### EXCERPT PROVIDED
/---

# farmer's markets - local markets



## hoggie (Feb 11, 2007)

I used to be self sufficient for veg until my DD came along, and have a fairly large garden set aside - in all honesty probably bigger than we need for the two of us. 

Here on the island, there is a Sunday market in the summer - pay Â£5 and have your stall out for the morning - very casual and you pay when you turn up so you can go as often or as little as you like.

There are moves afoot to start a more organised "local produce" market which I think will take more commitment. They had a meeting a couple of weeks ago (which I didn't attend as I didn't hear about it until afterwards) but they seem to be asking people to have a stall on a regular basis.

So I am looking for tips from people as to how to make either of these markets work for me.

The biggest problem I can see is that the island is so small, that if one person has plenty of runner beans, EVERYONE will already have plenty of runner beans. So how to have something that no-one else will have.

Stick to one product - or diversify and come up with some sort of brand.

I have somethign other vendors wouldn't have which is a very cute goat who could come and be mascot 

Would it be better to do the casual market on the Sunday and take what comes.

Or commit to a Saturday market and hope to produce enough "different" produce to sell

ANY tips or suggestions would be really helpful. 

hoggie


----------



## Pelenaka (Jul 27, 2007)

Here's a thought going in the other direction. 
I am assuming that you have daily ferry service. 
Try & find a market off island for your produce. Someone who wouldn't mind showing up dock side to pick up.
Might even be able to barter produce for passage.

Or perhaps a neighbor who works off island might have coworkers who would be interested. That neighbor could take produce in payment for delivering & accepting the monies from your off island customers. Set up email customer notifcation on harvests & costs. They can email u back with orders.
Oh if you don't already offer unique veggies items that no one else has like white carrots. 

Good luck !


~~ pelenaka ~~
http://thirtyfivebyninety.blogspot.com/


----------



## hoggie (Feb 11, 2007)

Thank you pelenaka

We don't have a ferry service - we have cargo boats that come in twice a week, but freight costs are high and I would really struggle to ship the goods and still ahve them at a competitive price at the other end. They are both run by quite big businesses and bartering for the freight wouldn't be an option 

I like the unique/unusual veggie idea - that will help. I have also wondered about doing herbs and herb products to sell off island (wouldn't cost much to ship as they are light-weight?) but have a lot of leg-work to do on that one.

I was sort of thinking that we could work one of these markets to our advantage this year, and then re-assess in the autumn?

hoggie


----------



## Pelenaka (Jul 27, 2007)

Ouch about not having ferry service. Shame. I was thinking that their were daily commutes off island for work.

\---

### RECORDED INFORMATION
/---

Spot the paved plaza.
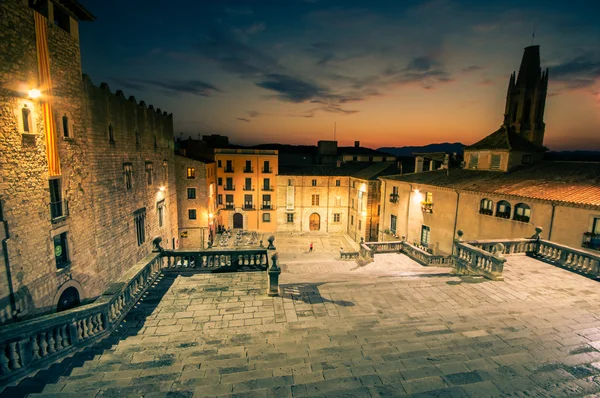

\---

### GOAL
Pick up the farmers' market thread after its last sentence and carry it on in the same forum style. None of the data has anything to do with the farmers' market thread.

### REPLY TO THE EXERCISE
K, here my big market tip then - double up with another person who would sell items that compliment yours. Baked goods (not sure on the health regs), flowers, clothing items like shopping bags made out of old clothing. Point is to have another body to help & for potty breaks or do u say loo breaks ? 
Have a clip board so customers can leave their contact info for special requests or prepackaged orders ect. From this u can generate an email list.

I'd do the market that doesn't require you to be soo committed since this is your first run.

Good luck.


~~ pelenaka ~~


----------



## Our Little Farm (Apr 26, 2010)

If you are having a goat there, can you have a cooler and sell goats milk or cheese, or if that is not allowed, how about goats milk soap? 

I would sell ordinary veggies like tomatoes, beans, and so on, but also sell some more unusual things like courgettes and squash.


----------



## fordson major (Jul 12, 2003)

you should work out what to do with produce that does not sell, things like pickling cauliflower or beans or what ever you grow!! turning fruits into jam, milk into soap (we do have goats milk soap now, had turned sheeps milk into soap when it did not sell as well!) adds value storability and a new market for your produce. which ever route you take, get on the board!!


----------



## lhspirited (Jan 31, 2010)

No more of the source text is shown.